Entries from a pointing dataset

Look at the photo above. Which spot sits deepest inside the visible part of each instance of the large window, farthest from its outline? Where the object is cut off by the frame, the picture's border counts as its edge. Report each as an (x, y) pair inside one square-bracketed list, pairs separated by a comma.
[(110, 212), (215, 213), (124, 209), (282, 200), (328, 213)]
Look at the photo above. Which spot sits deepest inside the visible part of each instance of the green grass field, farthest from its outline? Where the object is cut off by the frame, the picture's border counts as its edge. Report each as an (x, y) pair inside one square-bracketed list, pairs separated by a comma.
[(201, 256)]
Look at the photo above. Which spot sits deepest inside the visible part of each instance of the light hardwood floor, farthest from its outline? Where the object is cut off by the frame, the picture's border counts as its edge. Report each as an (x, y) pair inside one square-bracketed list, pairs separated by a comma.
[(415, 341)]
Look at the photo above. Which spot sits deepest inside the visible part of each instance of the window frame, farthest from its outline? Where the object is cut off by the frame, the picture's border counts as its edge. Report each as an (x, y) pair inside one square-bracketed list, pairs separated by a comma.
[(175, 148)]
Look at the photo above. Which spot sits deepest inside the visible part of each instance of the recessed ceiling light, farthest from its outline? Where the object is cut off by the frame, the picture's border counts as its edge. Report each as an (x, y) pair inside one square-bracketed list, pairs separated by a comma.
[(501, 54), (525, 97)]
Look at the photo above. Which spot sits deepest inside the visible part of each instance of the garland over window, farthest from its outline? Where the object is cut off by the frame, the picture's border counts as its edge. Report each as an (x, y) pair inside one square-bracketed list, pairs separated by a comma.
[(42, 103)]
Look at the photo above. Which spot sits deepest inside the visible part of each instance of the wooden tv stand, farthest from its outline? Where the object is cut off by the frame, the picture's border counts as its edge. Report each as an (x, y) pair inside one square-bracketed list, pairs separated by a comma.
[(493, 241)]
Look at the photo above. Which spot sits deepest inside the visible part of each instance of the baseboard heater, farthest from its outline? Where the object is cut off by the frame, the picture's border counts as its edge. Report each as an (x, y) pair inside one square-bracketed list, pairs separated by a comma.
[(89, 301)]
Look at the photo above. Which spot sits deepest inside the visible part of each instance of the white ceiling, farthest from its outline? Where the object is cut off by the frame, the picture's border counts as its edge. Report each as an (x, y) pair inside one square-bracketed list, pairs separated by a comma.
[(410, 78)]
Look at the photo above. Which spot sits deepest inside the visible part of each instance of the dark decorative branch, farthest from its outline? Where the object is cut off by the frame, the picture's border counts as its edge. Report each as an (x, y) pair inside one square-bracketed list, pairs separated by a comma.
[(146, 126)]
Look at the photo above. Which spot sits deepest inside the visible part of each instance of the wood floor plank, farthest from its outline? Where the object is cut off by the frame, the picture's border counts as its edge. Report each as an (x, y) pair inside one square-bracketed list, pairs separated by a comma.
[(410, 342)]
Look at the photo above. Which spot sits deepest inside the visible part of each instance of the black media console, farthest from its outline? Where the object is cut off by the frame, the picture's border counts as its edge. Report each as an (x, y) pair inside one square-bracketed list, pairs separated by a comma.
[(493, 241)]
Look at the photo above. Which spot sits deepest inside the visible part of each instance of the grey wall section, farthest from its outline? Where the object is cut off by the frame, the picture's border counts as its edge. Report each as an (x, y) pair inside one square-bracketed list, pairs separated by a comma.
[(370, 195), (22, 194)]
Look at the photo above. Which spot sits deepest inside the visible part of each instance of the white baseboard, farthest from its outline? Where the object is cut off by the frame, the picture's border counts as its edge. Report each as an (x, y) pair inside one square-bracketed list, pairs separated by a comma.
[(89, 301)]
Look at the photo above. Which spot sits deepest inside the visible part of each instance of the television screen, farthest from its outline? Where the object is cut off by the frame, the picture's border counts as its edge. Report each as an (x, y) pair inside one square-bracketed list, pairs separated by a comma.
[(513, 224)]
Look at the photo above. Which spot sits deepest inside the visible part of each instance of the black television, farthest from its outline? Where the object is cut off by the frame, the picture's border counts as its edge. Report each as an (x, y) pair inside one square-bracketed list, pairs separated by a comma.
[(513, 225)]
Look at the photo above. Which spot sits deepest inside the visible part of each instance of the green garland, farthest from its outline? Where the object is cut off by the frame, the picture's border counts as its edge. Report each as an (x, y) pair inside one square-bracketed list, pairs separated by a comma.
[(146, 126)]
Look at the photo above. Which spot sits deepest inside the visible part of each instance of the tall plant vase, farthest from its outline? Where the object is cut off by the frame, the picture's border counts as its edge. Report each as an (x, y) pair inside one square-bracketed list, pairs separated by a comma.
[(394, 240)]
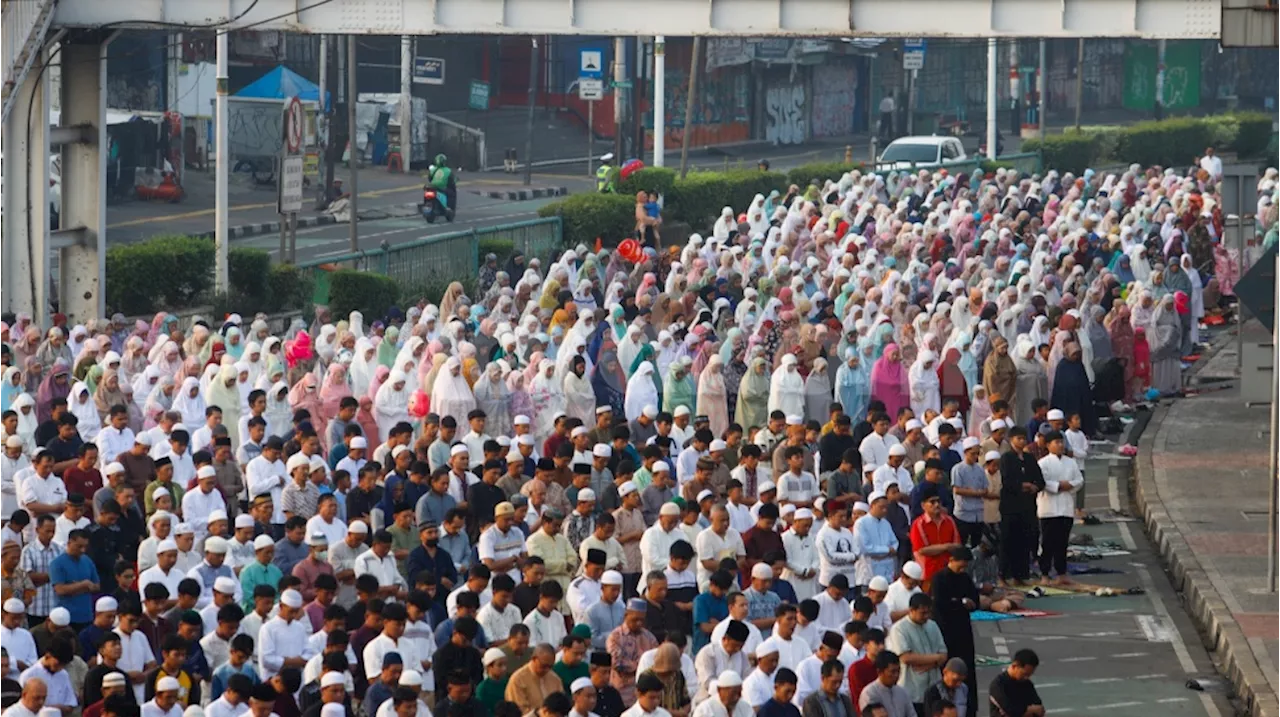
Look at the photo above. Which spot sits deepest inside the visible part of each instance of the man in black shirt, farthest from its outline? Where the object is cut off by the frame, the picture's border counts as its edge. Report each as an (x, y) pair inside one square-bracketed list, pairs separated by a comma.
[(48, 430), (460, 654), (1013, 693), (525, 597), (1020, 482), (608, 700), (954, 598)]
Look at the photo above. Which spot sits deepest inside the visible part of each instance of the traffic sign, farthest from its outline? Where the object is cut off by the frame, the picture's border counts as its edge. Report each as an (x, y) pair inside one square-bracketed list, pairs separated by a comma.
[(913, 53), (590, 63), (590, 88), (293, 124), (291, 185), (1256, 288)]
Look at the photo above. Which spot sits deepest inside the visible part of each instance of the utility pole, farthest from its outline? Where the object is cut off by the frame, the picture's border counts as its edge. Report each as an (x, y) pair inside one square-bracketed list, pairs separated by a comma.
[(620, 76), (529, 119), (222, 160), (659, 100), (690, 99), (351, 133), (1079, 82)]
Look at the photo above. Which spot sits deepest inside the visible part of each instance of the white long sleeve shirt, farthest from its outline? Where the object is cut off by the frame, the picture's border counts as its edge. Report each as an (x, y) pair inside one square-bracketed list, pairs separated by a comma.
[(279, 639), (801, 557), (874, 535), (836, 555), (1055, 502), (268, 476)]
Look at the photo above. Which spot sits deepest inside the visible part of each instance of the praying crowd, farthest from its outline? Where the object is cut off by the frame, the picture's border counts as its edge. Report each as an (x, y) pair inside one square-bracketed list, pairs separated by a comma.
[(772, 470)]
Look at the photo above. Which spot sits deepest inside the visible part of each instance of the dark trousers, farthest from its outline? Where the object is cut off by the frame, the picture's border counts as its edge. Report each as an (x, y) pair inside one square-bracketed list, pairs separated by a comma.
[(1055, 534), (1018, 543), (970, 533)]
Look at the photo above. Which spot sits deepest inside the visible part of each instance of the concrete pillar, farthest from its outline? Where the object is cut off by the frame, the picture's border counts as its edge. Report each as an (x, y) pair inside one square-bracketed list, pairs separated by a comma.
[(82, 264), (24, 270)]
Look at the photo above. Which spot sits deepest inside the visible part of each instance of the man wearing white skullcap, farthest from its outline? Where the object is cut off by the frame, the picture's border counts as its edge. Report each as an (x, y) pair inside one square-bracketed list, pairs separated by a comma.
[(283, 639)]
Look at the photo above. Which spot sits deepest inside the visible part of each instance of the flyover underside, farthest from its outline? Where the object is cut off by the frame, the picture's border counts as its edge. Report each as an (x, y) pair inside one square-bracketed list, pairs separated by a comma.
[(754, 18)]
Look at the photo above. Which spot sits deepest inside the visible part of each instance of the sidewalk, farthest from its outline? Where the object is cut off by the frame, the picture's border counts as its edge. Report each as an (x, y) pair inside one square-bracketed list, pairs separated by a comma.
[(1201, 482)]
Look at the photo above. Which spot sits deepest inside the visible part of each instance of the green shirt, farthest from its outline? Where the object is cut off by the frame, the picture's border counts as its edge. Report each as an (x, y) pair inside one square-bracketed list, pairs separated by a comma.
[(402, 539), (490, 692), (568, 674), (256, 574)]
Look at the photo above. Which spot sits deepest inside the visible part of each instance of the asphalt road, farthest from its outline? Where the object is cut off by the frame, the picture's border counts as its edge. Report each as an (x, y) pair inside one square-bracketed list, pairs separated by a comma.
[(1125, 656), (333, 240)]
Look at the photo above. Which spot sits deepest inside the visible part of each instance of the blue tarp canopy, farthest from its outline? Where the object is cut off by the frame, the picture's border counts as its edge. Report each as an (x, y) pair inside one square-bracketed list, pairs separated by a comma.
[(283, 82)]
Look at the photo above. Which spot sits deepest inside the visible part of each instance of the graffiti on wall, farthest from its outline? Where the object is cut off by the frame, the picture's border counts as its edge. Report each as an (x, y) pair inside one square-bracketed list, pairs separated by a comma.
[(784, 114), (832, 109)]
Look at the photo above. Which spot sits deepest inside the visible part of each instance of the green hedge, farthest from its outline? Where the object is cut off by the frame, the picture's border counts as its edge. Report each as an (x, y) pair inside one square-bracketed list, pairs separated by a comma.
[(1070, 151), (160, 273), (361, 291), (821, 170), (586, 217)]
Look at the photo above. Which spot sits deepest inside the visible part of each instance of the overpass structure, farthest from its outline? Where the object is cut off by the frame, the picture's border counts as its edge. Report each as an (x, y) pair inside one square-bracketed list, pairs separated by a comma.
[(74, 33)]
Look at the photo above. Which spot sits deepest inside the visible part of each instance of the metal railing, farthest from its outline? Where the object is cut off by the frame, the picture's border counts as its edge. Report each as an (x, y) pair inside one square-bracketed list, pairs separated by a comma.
[(434, 261), (23, 24)]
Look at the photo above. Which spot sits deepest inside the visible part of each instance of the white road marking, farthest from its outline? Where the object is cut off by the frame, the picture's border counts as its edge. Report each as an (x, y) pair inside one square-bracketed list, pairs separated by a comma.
[(1156, 629), (1148, 585)]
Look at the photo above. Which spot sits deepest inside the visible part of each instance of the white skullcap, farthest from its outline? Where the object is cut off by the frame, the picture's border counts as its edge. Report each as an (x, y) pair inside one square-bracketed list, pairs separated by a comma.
[(332, 679), (913, 570), (728, 679), (168, 685), (580, 684)]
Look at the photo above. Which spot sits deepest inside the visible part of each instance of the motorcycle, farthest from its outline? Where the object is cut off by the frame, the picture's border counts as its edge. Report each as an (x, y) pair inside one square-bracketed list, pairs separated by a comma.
[(434, 205)]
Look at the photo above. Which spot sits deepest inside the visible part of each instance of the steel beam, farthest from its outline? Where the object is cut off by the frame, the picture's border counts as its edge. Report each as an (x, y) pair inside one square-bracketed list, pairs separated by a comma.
[(82, 247), (1174, 19)]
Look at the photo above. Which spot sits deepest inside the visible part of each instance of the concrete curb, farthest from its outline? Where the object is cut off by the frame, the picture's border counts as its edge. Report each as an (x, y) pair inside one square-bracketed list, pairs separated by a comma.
[(1203, 603), (524, 195)]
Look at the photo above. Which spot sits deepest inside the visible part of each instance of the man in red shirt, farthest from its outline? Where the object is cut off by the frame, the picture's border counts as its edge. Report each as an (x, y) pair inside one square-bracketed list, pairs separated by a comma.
[(83, 479), (933, 534), (862, 672)]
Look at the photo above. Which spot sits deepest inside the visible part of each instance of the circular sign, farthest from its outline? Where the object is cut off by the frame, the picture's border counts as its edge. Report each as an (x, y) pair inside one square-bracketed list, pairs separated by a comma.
[(293, 123)]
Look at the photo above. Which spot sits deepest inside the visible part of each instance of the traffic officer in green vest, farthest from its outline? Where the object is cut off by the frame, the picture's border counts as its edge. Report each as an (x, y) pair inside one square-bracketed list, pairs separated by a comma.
[(604, 174)]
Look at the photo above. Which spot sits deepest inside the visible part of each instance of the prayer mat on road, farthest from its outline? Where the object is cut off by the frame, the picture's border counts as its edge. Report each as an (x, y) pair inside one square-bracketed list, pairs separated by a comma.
[(990, 616)]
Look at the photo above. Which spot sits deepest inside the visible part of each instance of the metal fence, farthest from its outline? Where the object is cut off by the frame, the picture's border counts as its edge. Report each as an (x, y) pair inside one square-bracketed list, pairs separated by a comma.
[(434, 261)]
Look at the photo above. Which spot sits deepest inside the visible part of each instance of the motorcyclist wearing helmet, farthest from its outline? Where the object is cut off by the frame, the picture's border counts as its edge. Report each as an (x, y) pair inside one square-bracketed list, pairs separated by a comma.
[(442, 178)]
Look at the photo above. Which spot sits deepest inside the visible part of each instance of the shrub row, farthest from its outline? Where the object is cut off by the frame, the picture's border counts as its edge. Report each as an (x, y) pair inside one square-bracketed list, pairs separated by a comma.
[(1166, 142), (176, 272)]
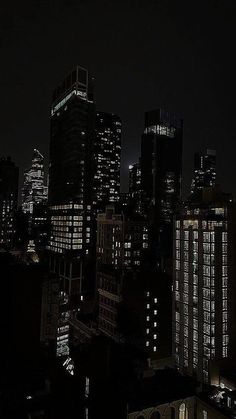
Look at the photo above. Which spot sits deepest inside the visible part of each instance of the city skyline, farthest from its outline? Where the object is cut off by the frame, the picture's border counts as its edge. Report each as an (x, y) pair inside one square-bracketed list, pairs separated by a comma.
[(193, 80), (118, 261)]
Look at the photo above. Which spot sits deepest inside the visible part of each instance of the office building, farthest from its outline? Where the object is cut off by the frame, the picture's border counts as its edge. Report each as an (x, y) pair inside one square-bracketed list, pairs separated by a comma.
[(121, 244), (9, 175), (71, 172), (203, 287), (34, 190), (204, 170), (161, 173), (135, 188), (107, 159), (134, 179)]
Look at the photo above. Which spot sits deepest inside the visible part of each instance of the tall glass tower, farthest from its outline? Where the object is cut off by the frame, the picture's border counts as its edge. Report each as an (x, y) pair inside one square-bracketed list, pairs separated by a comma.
[(71, 173), (34, 190), (161, 171), (107, 159)]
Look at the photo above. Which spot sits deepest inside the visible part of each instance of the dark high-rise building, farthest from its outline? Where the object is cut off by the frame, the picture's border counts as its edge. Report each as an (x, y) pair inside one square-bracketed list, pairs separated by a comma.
[(9, 175), (135, 179), (34, 190), (161, 172), (71, 173), (204, 284), (107, 158), (135, 188), (204, 170)]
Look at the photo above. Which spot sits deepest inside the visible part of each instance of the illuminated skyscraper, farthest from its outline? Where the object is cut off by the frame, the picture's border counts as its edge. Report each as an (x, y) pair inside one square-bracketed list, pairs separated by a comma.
[(107, 158), (34, 190), (71, 174), (161, 174), (9, 175), (134, 179), (204, 170), (204, 290)]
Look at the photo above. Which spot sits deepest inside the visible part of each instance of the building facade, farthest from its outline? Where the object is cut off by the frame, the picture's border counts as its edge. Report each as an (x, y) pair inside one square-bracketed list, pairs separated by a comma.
[(34, 190), (121, 242), (71, 172), (9, 175), (203, 288), (161, 174), (204, 170), (107, 159)]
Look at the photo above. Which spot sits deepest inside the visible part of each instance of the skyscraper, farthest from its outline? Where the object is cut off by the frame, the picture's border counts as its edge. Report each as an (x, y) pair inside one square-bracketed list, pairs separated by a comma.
[(121, 242), (134, 178), (9, 175), (204, 170), (34, 190), (161, 173), (107, 158), (204, 290), (71, 200), (135, 187)]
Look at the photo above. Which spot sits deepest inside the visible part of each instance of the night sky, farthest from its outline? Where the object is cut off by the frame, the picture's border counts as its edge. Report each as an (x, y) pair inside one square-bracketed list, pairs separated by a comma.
[(144, 54)]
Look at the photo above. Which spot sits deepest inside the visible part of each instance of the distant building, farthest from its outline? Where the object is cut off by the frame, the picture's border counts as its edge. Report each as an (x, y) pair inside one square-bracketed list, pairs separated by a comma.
[(134, 178), (71, 200), (9, 175), (204, 170), (204, 291), (34, 190), (107, 159), (161, 174), (135, 187), (121, 242)]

__EXERCISE DESCRIPTION__
Take the lines from the start of the entries through the line that contains "[(110, 212), (215, 213), (124, 209), (282, 200), (328, 213)]" and recast them as a numbered list, leaving out any blank lines.

__TASK SOLUTION__
1. Look at the photo above. Which spot sits deepest inside the visible part of each instance of the large window, farthest from its outline? Where the object is cut off by the frame, the picture's border counts as its edge. Report each as an (x, y) pair inside one square-bracketed list, pairs separated by a comma.
2. [(110, 212), (215, 213), (124, 209), (282, 200), (328, 213)]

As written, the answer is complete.